KUTIPAN TEKS →
^^^^^^^^
Celakanya lagi, Definisi suap dalam Undang-Undang No 32/2004 dan PP No 6/2005
tidak terlalu jelas cakupannya. Definisi suap dalam UU No 32/2004 itu secara
implisit tercantum dalam Pasal 82 Ayat (1) yang menyebutkan, Pasangan calon
dan/atau tim kampanye dilarang menjanjikan dan/atau memberikan uang atau materi
lainnya untuk mempengaruhi pemilih. Kemudian Ayat (2), Pasangan calon dan/atau
tim kampanye yang terbukti melakukan pelanggaran berdasarkan putusan pengadilan
yang telah mempunyai kekuatan hukum tetap dikenai sanksi pembatalan sebagai
pasangan calon oleh DPRD. Dengan definisi seperti itu sulit diaplikasikan di
lapangan. Dalam kenyataannya suap terjadi sejak pasangan calon mendaftarkan
diri pada partai politik hingga ke masa kampanye.
Pencalonan kepala daerah yang harus melalui pintu partai politik yang memenuhi
persyaratan tertentu diprediksi bakal menjadi pintu masuk terjadinya konflik.
Karena calon nonpartai yang dikenal mempunyai pendukung kuat pun harus melalui
pintu parpol, bisa timbul masalah jika keinginan tersebut ternyata tidak
diakomodasi oleh parpol yang ada. Elite parpol yang berpikir pragmatis tentunya
tidak akan dengan gampang memberi jalan kepada calon yang bukan kader
partainya. Selain itu, polarisasi politik juga menjadi faktor pemicu konflik.
Jika keragaman parpol, kelompok etnis, atau agama tidak menjadi pertimbangan
parpol atau gabungan parpol dalam mengajukan pasangan calonnya, bisa muncul
kekerasan dari kelompok yang merasa terancam eksistensinya akibat datangnya
rezim monolitik itu.
^^^^^^^^
DATA TERCATAT →
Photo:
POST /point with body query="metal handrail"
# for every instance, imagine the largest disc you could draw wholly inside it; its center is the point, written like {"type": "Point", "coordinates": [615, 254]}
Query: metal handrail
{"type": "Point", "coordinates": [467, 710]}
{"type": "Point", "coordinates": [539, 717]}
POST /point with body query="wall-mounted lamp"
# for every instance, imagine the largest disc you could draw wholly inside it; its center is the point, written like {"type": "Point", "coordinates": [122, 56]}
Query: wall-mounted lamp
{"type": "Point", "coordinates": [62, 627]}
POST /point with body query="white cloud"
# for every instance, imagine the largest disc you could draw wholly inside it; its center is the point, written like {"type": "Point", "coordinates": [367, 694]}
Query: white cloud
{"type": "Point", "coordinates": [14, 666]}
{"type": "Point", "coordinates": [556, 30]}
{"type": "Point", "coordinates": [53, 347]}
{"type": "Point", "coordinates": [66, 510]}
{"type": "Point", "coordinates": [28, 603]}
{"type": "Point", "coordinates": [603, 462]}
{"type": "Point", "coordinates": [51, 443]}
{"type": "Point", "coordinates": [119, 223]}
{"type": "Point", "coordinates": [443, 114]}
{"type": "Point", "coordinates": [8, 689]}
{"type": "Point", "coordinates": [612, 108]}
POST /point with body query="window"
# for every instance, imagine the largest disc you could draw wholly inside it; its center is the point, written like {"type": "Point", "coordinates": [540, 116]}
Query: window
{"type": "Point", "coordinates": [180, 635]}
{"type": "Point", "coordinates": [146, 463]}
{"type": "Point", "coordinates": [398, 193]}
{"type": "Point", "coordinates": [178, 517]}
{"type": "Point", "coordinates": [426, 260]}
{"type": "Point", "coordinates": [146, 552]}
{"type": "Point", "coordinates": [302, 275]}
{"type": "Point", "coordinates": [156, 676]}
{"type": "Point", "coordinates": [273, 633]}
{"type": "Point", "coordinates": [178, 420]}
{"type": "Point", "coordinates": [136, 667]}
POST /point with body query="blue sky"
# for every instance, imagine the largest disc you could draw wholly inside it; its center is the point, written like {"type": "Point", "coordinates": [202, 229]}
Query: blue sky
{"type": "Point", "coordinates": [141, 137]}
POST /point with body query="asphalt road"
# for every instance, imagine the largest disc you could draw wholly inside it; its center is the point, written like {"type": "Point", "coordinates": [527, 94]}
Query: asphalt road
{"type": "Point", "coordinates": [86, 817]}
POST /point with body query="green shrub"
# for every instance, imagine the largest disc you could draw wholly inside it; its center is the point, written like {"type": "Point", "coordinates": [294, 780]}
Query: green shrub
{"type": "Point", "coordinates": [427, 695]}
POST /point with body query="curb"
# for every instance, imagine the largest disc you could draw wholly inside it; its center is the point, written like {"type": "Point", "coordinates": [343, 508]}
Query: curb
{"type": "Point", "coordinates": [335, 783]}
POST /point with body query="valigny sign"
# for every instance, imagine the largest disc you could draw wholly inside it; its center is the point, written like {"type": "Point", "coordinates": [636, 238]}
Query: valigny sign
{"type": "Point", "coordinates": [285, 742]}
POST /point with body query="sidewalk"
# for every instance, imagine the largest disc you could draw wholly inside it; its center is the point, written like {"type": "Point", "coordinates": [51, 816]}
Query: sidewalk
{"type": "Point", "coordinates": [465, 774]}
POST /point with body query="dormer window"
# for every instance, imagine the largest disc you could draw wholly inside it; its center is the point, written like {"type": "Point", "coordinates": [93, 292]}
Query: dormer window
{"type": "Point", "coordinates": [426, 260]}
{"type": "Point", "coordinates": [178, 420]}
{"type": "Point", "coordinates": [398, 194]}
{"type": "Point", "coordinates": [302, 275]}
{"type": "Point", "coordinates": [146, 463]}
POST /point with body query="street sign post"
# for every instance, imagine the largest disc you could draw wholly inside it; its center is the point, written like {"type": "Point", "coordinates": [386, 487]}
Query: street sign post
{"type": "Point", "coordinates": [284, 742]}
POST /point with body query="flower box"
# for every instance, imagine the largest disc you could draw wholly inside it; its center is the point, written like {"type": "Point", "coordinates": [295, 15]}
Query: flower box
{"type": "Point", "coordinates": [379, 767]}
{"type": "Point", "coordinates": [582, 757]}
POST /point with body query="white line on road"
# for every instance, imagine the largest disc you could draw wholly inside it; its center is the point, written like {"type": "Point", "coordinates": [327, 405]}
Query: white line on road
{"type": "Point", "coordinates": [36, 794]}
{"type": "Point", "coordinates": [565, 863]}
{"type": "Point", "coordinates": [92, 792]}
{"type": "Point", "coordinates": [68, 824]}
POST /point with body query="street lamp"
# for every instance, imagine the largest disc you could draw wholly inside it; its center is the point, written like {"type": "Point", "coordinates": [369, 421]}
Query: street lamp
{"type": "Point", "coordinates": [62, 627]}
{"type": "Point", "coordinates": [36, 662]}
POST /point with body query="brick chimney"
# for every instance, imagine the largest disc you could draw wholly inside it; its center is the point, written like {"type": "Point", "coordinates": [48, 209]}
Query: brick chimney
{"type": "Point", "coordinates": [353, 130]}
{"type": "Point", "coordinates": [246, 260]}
^^^^^^^^
BAGIAN LATIHAN →
1. Dalam kutipan teks, siapa yang mengenakan sanksi pembatalan kepada pasangan calon yang terbukti melanggar?
2. Tuliskan ulang bagian kutipan teks dari "Celakanya lagi, Definisi" sampai "masuk terjadinya konflik." tanpa mengubah satu kata pun.
Materi tersebut tidak dipakai dalam latihan ini.

JAWABAN TERTULIS →
1. DPRD.

2.
Celakanya lagi, Definisi suap dalam Undang-Undang No 32/2004 dan PP No 6/2005
tidak terlalu jelas cakupannya. Definisi suap dalam UU No 32/2004 itu secara
implisit tercantum dalam Pasal 82 Ayat (1) yang menyebutkan, Pasangan calon
dan/atau tim kampanye dilarang menjanjikan dan/atau memberikan uang atau materi
lainnya untuk mempengaruhi pemilih. Kemudian Ayat (2), Pasangan calon dan/atau
tim kampanye yang terbukti melakukan pelanggaran berdasarkan putusan pengadilan
yang telah mempunyai kekuatan hukum tetap dikenai sanksi pembatalan sebagai
pasangan calon oleh DPRD. Dengan definisi seperti itu sulit diaplikasikan di
lapangan. Dalam kenyataannya suap terjadi sejak pasangan calon mendaftarkan
diri pada partai politik hingga ke masa kampanye.
Pencalonan kepala daerah yang harus melalui pintu partai politik yang memenuhi
persyaratan tertentu diprediksi bakal menjadi pintu masuk terjadinya konflik.